Region outline entries:
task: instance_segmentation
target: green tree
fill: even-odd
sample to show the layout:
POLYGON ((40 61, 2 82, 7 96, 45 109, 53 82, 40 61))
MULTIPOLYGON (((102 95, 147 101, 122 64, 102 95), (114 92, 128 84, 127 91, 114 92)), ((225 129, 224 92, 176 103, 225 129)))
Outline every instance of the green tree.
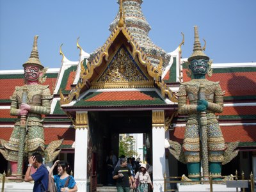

* THE PROBLEM: Update the data by changing each "green tree" to "oak tree", keeping everything else the same, and leave the pictures out of your answer.

* OUTPUT BELOW:
task: instance_segmentation
target: oak tree
fill: even-odd
sample to show the layout:
POLYGON ((40 61, 2 82, 7 96, 45 109, 53 82, 40 61))
MULTIPOLYGON (((102 95, 147 101, 122 64, 102 95), (114 92, 128 84, 127 91, 114 92)), ((225 129, 224 92, 176 103, 225 129)))
Outline every instance of the oak tree.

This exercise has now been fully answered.